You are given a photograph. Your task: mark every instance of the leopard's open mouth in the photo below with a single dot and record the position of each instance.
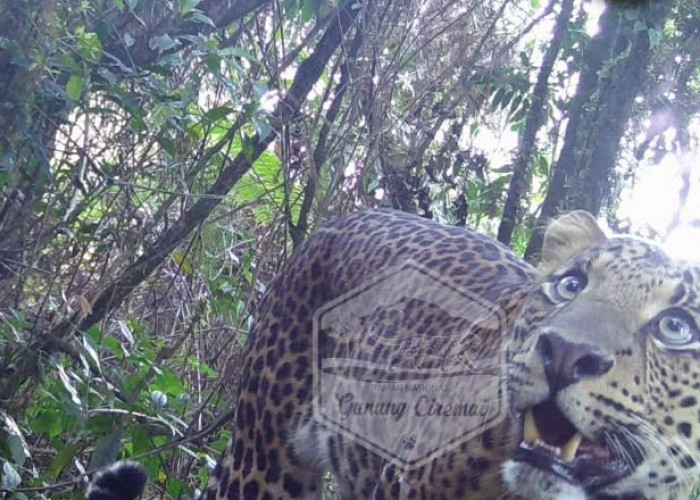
(552, 443)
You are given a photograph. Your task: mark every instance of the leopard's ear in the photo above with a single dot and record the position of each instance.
(568, 235)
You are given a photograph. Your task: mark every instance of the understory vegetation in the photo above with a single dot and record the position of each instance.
(159, 162)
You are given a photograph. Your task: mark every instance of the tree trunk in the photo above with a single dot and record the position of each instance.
(534, 121)
(614, 69)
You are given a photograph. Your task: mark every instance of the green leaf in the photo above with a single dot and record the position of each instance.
(10, 477)
(90, 47)
(216, 114)
(182, 261)
(187, 6)
(107, 449)
(18, 446)
(75, 87)
(655, 37)
(63, 459)
(161, 43)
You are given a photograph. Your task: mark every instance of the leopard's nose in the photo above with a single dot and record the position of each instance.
(567, 362)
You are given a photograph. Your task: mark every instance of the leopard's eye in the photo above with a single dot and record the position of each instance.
(570, 285)
(675, 329)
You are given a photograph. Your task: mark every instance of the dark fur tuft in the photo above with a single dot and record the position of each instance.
(120, 481)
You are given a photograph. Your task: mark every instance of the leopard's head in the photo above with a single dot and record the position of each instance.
(604, 370)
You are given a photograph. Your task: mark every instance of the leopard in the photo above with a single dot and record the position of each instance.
(575, 379)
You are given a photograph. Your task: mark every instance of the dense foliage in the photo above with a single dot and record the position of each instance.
(158, 161)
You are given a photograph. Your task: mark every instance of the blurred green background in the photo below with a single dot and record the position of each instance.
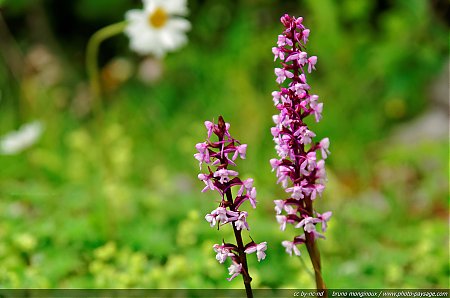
(117, 203)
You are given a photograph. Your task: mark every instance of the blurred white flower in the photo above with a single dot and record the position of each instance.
(19, 140)
(158, 27)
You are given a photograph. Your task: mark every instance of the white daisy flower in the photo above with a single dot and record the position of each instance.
(19, 140)
(158, 27)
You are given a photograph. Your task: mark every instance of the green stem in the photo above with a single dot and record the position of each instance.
(92, 61)
(314, 253)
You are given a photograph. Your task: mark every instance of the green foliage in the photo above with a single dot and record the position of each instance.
(115, 202)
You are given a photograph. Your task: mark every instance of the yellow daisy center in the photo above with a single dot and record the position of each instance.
(158, 18)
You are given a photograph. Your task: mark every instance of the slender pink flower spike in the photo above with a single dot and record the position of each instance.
(215, 155)
(299, 168)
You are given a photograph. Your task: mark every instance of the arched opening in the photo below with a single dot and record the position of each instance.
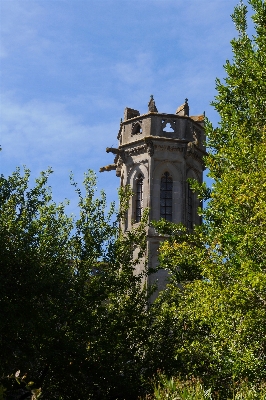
(168, 128)
(139, 198)
(189, 207)
(136, 129)
(166, 197)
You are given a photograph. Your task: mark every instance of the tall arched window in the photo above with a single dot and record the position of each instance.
(166, 197)
(189, 207)
(139, 198)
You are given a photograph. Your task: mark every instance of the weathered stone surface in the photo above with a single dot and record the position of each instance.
(150, 145)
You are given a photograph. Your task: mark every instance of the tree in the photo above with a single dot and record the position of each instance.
(73, 314)
(220, 309)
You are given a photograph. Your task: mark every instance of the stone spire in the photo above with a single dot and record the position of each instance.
(183, 109)
(151, 105)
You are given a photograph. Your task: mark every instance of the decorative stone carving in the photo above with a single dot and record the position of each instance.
(191, 145)
(151, 105)
(166, 122)
(150, 148)
(183, 109)
(161, 147)
(130, 113)
(136, 128)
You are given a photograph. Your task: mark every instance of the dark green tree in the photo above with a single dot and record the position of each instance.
(73, 313)
(218, 314)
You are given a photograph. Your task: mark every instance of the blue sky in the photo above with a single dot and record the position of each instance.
(70, 67)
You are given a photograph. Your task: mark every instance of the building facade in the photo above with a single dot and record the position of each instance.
(156, 155)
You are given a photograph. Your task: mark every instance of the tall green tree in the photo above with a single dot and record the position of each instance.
(73, 312)
(218, 314)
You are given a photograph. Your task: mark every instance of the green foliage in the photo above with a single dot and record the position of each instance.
(192, 389)
(74, 315)
(218, 318)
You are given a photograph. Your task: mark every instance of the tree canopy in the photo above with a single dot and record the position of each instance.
(221, 305)
(76, 322)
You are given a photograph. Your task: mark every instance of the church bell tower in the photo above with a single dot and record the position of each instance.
(156, 155)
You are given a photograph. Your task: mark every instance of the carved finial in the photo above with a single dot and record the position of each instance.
(183, 109)
(151, 105)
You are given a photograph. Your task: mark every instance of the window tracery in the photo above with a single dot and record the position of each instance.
(166, 197)
(139, 198)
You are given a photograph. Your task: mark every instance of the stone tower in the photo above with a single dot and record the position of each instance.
(157, 153)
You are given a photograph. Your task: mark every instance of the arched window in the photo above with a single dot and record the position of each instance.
(189, 207)
(166, 197)
(139, 198)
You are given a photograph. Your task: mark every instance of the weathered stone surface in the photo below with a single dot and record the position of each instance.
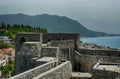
(62, 71)
(35, 71)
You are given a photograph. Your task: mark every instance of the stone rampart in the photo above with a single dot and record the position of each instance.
(62, 71)
(100, 52)
(35, 71)
(49, 51)
(62, 44)
(103, 74)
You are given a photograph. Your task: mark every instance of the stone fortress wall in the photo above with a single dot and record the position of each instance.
(64, 47)
(35, 71)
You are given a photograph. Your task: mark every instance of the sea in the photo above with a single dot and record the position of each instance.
(112, 41)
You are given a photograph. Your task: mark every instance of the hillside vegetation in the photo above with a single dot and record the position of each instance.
(53, 23)
(12, 29)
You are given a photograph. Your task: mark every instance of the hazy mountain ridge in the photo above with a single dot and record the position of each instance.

_Problem_: Repeat the listing in full and exactly. Do not include any images.

_Answer for this exercise_:
You are given a photograph. Your task: mark every instance of the leopard's open mouth in the photo below with a single dot and record the position of each instance.
(552, 443)
You are given a photograph. Your task: mark every instance of the leopard's ear in the photo above with a single dot and record the position of each instance.
(568, 235)
You are given a photograph. Your task: mark every instance of the understory vegetation in the photo above with a single dot and record the position of each instance.
(159, 162)
You are given a photograph. Your task: mark every instance of the tree trunk in the photo above with a single dot and record the position of each instance.
(534, 121)
(614, 69)
You are given a photograph. Your task: mark every instance of the green leaf in the photo above with a single dot and record the position of each instance.
(10, 477)
(90, 47)
(216, 114)
(182, 261)
(187, 6)
(107, 449)
(18, 446)
(75, 87)
(655, 37)
(63, 459)
(161, 43)
You are given a photograph. Your task: mark every instance of the leopard's nose in the photo above with a single dot and record the position of each instance.
(567, 362)
You are given a photograph. Your task: mark every instance of the leopard's eye in the photo above with a single dot and record the position of each instance.
(570, 285)
(675, 329)
You are given a photograph. Your task: mark every instance of the dark fur tuft in the photo above with a single dot and record the position of each instance.
(120, 481)
You are given a photograph. Your task: mark every instance of the leopard's head in the photo above with a single dot and record the position of each instance.
(604, 370)
You are given a photograph. Your task: mark every instance of the leopard in the photo above with a single dot and record the position of each instance.
(575, 379)
You are given a photograph. Your task: mark every instance of the dense foliage in the photo above with a single dot and record the position of each instance.
(158, 161)
You are given a photograph. Your task: mark every instance of the blurred green background in the photo below with a single dot and record the position of each instance.
(117, 203)
You are given a photograph. Your task: mark every instance of the blurred white flower in the photo above with a single dot and record the position of each instance.
(19, 140)
(158, 27)
You are given a photograph. Your task: mark every instance of the white daisy flower in the photo above with a single dot and record the position of each instance.
(19, 140)
(158, 27)
You are given a photograph. Your task: mark every instance of the green stem in the photo above with a single dot and record the position of each instance.
(92, 61)
(314, 253)
You are given a photograph. Your task: mark every instance of the green foliage in the photo above with a single dot and record the position of each instance.
(115, 202)
You are given a photograph. Your task: mark every instance of the yellow daisy center in the photo above with a single dot and record the position of each instance.
(158, 18)
You are given a photograph. Your task: mark every instance of the slender pink flower spike in the photo above with a single dot and record the position of each instance.
(215, 155)
(299, 168)
You are given a photograph. Your task: mark every instance of the arched opening in the photo below with a single dot and record the position of each instance.
(168, 128)
(139, 198)
(189, 207)
(136, 129)
(166, 197)
You are given a photograph. Your task: mark every instance of the tall arched window in the photo above with a single dot and record the position of each instance.
(166, 197)
(189, 207)
(139, 198)
You are given a photograph. Your task: mark every instance of the weathered stone surface in the photo above with a single dot and record the position of each instance.
(150, 145)
You are given a photograph. Your task: mark every instance of the tree in the photo above with a single dot and record the position of each instance.
(73, 314)
(220, 309)
You are given a photograph. Your task: mark every instance of the stone spire in the photo above with a single dot and record the position of each instance.
(183, 109)
(151, 105)
You are given a photograph. Your task: mark every instance of the decorative stone carving in the photo above with a single dot and record the position of each instance.
(191, 145)
(151, 105)
(166, 122)
(150, 148)
(183, 109)
(161, 147)
(130, 113)
(136, 128)
You are given a photograph. Your task: mark every instance of the dark green tree in the photo above with a single dot and record the position of each instance.
(73, 313)
(218, 314)
You are given a photograph. Your task: mark every instance of the blue sky in the photo above with a single dot and record the position of each instance.
(70, 67)
You are given a photograph. Your task: mark every instance of the building facade in the photo above with a single dot and record the position of each instance.
(156, 155)
You are given a photograph. Your task: mark every instance of the tall green tree in the photo above with a single dot and record the position of each instance.
(73, 312)
(218, 314)
You are given a photograph. Your task: mark every instance of the green foliage in the photo above with a single dot and record the position of each instance.
(192, 389)
(74, 315)
(218, 318)
You are given a photograph. Your task: mark every instance of the tree canopy in the photo above with a single dot and record the position of each instance.
(221, 305)
(76, 322)
You are given a photograph. Your task: mark every instance of the church bell tower in the photo above with a single dot and record the position of each instance.
(156, 155)
You are given a photograph. Your task: mark every instance of the carved finial in the photo above with a single dot and record the position of each instance.
(183, 109)
(151, 105)
You are given a photograph. Your task: mark every instance of the window tracery in the photo above with a single dot and record the position of each instance.
(166, 197)
(139, 198)
You are given a photograph. Your task: mark every instance of the stone tower in the photo above with a single dot and record the position of each instance.
(157, 153)
You are given a photograph. Your task: mark every instance of the arched window in the photo above with a single dot and record the position of each instance.
(189, 207)
(166, 197)
(139, 198)
You are given a photograph. Your task: mark every instance of the weathered stone surface in the photo below with a single dot and record the position of each instance.
(62, 71)
(35, 71)
You are given a photograph. Your task: mark every instance of the stone rampart in the photo above with a single dot and record the position of each instance.
(62, 71)
(100, 52)
(35, 71)
(49, 51)
(62, 44)
(103, 74)
You are given a photograph. Your task: mark every instance of the stone fortress wall in the photo above with a single dot and record the position of each instance.
(64, 47)
(35, 71)
You are given a photograph. Your task: mark every instance of the sea in the photo above with a single dot and record the position of each instance.
(112, 41)
You are given a photograph. Your task: mark every instance of the hillside vegetation in the photo above with a single dot and record the position of each instance.
(53, 23)
(12, 29)
You are given a photograph. Your task: mark every instance of the hazy mountain ridge in the photo above with a single dot and record the position of each instance.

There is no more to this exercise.